--- start RECORDS FOR THE TASK ---

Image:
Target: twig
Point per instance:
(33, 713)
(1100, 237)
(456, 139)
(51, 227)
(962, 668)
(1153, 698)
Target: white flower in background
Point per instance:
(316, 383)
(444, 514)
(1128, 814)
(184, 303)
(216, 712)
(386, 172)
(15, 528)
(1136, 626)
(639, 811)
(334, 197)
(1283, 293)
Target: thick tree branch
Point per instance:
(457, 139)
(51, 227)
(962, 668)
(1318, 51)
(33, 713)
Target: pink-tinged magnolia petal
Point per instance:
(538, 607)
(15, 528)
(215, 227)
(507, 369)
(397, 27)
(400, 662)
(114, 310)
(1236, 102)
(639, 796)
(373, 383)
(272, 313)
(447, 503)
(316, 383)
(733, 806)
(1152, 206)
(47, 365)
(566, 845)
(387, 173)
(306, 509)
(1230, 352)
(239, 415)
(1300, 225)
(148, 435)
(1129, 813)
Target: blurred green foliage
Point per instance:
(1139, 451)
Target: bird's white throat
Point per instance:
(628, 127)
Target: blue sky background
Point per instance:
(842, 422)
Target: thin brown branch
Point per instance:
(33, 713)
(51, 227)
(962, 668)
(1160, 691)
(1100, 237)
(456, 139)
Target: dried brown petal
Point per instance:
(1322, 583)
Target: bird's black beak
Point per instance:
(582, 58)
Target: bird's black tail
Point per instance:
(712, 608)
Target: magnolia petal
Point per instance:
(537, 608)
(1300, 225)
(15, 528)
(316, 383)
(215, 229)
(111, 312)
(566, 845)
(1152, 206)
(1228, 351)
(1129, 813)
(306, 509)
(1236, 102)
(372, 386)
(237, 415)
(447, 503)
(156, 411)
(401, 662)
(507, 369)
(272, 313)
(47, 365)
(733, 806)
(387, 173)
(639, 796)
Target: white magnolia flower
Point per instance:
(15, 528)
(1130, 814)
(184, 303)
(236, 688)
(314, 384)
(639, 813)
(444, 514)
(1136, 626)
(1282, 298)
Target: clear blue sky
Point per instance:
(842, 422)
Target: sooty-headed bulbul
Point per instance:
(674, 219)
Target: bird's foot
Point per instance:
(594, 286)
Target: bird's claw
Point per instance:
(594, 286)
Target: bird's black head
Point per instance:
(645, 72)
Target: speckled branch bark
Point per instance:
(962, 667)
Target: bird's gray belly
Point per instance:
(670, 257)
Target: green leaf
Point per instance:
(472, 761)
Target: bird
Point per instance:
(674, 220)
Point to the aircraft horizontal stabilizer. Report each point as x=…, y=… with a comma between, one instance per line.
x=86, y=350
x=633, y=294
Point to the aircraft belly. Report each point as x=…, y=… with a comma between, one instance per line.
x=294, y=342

--- end RECORDS FOR THE TASK ---
--- start RECORDS FOR THE TASK ---

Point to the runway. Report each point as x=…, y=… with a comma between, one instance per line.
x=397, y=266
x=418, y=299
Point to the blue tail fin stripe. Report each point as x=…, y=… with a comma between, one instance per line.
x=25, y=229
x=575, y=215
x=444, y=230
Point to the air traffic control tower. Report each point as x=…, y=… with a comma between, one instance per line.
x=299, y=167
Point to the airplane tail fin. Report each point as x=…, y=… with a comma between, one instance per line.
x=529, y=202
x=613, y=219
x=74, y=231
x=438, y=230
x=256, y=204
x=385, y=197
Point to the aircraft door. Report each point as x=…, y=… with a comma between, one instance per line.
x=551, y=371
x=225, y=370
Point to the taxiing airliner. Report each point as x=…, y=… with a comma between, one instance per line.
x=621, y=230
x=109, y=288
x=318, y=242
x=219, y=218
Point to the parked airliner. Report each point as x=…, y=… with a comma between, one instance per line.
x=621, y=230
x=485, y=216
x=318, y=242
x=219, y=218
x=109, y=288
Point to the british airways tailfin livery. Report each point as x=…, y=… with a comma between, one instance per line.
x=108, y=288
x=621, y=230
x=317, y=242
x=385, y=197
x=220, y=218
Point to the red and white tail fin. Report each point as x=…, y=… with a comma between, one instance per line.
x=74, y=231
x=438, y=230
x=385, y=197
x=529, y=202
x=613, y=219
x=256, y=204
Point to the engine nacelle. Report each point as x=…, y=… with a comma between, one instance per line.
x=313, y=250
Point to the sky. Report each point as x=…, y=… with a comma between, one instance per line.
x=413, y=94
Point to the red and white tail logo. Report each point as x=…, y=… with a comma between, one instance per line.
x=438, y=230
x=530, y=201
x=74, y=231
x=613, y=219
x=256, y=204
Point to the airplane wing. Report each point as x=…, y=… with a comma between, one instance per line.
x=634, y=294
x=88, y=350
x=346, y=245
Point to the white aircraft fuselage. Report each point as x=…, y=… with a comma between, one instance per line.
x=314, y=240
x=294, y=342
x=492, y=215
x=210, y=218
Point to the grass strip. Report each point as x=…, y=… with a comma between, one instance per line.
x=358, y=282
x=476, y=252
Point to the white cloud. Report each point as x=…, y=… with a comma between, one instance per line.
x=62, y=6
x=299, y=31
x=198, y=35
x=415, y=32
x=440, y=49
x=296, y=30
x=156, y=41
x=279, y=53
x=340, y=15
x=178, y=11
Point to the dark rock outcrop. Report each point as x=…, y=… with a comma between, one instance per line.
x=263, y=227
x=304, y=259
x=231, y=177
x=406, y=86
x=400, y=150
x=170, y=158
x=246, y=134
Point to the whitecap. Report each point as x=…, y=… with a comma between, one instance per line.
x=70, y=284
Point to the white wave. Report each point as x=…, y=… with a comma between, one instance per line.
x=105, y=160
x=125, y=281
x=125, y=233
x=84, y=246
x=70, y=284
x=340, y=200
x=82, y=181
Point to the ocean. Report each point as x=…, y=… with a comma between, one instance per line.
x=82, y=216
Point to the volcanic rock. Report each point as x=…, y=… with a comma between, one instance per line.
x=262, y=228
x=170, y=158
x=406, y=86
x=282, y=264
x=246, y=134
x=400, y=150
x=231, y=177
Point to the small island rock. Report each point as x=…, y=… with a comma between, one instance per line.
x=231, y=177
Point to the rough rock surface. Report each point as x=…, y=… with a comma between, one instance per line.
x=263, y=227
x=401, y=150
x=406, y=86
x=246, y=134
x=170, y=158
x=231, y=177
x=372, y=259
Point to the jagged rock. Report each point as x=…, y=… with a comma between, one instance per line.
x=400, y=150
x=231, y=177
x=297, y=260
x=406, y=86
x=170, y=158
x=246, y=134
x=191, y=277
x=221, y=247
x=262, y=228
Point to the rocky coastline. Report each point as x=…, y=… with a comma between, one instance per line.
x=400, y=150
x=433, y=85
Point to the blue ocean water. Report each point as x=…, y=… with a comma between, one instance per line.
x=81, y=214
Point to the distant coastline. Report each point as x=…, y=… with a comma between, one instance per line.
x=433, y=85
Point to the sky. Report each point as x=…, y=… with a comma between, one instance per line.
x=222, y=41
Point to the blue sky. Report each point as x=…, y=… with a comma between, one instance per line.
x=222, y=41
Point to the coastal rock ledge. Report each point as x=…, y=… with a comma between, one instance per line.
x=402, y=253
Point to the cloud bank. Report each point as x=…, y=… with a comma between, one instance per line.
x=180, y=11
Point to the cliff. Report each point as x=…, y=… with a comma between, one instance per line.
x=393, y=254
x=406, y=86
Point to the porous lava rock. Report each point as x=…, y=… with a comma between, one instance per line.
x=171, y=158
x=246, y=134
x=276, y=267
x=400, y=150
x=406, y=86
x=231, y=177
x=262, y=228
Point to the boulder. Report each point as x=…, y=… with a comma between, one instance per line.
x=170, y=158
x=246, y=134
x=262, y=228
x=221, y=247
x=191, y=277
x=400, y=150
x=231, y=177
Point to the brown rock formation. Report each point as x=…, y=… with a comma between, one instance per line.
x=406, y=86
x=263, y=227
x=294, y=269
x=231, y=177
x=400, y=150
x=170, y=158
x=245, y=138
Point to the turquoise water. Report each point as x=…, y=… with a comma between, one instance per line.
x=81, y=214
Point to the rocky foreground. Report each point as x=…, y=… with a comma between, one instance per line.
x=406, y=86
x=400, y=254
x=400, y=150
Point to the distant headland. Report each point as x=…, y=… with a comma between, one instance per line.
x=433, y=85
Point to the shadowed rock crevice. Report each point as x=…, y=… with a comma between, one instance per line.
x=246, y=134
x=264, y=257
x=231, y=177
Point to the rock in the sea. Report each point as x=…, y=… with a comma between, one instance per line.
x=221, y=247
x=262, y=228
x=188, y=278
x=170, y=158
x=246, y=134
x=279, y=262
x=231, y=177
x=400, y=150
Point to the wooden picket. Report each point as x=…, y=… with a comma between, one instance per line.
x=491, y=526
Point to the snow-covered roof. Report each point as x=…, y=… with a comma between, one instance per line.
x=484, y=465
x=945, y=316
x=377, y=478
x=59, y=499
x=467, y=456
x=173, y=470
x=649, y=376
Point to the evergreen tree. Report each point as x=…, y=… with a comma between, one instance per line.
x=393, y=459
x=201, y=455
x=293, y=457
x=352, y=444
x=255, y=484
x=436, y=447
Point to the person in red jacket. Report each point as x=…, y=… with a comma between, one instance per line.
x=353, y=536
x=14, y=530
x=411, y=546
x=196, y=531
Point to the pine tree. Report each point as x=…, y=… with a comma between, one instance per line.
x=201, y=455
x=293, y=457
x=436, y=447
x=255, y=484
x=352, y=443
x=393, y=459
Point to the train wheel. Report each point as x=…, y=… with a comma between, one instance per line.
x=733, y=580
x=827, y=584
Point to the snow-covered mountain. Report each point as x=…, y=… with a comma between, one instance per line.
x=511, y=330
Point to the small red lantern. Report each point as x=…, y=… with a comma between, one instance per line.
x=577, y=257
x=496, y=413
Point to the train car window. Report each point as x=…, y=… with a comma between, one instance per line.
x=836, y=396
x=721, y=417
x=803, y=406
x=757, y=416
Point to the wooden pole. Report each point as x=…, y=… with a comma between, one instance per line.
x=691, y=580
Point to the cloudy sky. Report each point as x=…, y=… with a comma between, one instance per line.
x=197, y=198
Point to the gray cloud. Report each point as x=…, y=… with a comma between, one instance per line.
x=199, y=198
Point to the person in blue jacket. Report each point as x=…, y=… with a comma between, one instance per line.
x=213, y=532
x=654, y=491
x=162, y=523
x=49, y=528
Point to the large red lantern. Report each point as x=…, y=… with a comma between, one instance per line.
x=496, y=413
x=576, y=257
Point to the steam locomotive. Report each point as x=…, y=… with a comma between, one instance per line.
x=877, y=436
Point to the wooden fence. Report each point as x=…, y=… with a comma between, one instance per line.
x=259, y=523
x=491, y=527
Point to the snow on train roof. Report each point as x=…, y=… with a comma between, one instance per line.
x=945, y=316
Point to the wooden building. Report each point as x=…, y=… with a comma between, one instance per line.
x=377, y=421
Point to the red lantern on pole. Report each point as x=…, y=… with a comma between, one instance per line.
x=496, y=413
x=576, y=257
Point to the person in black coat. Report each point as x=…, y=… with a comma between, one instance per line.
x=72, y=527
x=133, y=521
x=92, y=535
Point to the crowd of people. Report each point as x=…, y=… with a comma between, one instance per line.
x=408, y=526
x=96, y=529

--- end RECORDS FOR THE TASK ---
--- start RECORDS FOR THE TASK ---

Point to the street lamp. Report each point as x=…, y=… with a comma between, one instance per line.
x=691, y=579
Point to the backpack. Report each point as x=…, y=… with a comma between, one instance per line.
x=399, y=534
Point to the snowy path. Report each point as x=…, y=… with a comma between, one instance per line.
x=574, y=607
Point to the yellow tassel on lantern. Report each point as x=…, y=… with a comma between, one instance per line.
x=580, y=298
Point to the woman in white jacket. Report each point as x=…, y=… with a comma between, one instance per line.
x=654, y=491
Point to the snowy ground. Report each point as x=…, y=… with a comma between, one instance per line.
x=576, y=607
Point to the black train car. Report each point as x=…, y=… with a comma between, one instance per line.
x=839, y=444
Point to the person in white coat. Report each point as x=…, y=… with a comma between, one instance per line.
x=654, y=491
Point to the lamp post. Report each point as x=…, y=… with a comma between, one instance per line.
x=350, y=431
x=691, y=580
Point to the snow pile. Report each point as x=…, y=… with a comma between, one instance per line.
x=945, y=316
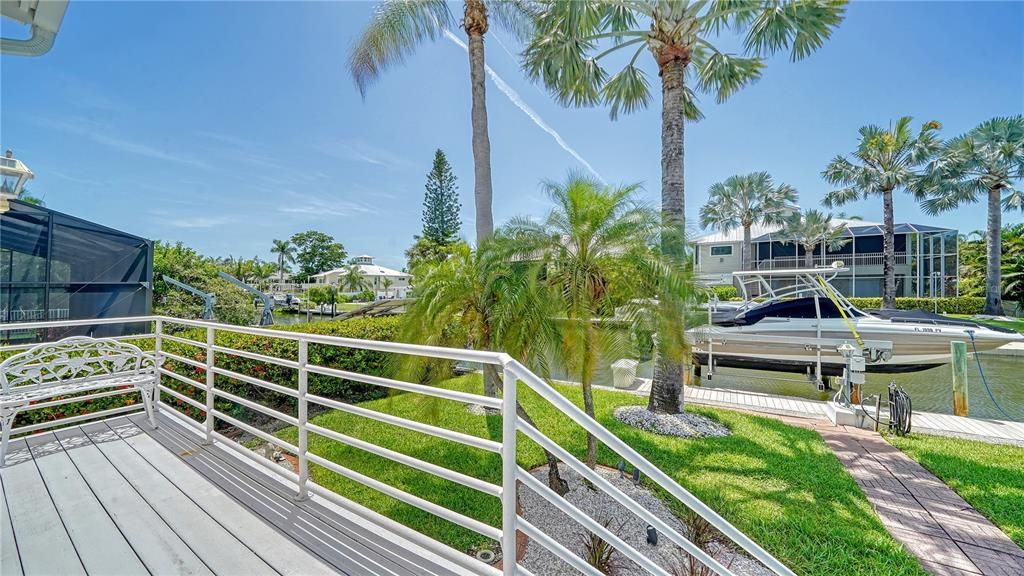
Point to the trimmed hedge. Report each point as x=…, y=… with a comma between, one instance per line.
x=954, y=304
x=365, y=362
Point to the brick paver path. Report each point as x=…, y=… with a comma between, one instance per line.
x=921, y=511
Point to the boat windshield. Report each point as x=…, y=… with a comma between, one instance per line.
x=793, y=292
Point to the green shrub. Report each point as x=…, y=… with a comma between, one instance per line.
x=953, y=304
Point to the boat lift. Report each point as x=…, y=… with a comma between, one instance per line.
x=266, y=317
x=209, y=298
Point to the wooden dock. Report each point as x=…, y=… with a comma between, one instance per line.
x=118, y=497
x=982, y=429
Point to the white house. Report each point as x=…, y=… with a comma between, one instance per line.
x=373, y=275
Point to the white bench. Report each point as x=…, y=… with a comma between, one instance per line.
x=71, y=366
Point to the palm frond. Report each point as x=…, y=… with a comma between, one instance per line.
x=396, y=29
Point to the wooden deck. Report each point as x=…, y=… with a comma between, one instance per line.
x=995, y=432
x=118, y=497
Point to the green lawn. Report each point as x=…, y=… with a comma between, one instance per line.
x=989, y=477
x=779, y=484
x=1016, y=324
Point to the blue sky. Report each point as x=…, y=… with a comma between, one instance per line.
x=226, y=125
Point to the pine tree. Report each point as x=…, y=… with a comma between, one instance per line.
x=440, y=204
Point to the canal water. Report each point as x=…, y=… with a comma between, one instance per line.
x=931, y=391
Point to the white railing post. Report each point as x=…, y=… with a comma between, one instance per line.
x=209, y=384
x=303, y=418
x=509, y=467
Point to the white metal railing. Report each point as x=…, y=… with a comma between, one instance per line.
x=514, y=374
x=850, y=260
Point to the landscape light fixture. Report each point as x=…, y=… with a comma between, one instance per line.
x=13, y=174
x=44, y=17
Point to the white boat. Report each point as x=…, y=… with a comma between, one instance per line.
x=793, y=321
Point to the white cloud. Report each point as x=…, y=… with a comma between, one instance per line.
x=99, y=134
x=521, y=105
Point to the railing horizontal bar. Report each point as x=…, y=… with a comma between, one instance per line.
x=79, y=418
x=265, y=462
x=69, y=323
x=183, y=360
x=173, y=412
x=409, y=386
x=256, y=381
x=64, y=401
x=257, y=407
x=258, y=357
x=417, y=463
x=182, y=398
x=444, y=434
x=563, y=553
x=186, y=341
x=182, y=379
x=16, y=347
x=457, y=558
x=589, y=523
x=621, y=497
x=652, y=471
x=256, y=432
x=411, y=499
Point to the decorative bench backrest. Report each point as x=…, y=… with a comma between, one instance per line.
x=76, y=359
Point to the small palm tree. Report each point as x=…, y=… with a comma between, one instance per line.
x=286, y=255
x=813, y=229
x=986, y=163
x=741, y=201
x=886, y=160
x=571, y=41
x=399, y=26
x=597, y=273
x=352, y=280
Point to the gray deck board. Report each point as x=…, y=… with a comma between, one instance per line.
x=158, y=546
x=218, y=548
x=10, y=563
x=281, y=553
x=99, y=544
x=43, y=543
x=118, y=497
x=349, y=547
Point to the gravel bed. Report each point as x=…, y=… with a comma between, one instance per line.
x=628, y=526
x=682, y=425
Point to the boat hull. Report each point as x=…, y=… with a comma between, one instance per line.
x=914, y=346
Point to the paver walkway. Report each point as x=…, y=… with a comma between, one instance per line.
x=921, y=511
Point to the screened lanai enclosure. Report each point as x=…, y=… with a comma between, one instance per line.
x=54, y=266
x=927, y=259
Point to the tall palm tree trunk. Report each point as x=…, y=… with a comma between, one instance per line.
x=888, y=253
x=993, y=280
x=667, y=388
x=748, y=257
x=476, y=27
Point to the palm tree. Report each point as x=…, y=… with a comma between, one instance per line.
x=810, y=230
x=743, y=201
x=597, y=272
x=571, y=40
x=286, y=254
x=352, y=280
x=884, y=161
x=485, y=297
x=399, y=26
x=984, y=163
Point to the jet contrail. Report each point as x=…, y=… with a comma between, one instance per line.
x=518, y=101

--- end RECORDS FOR THE TASK ---

TASK STATEMENT
Extract every line of the entries above that contains the word "magnolia", matching its case exactly.

TASK SOLUTION
Target: pink-tinged magnolia petal
Target: magnolia petal
Target: white magnolia flower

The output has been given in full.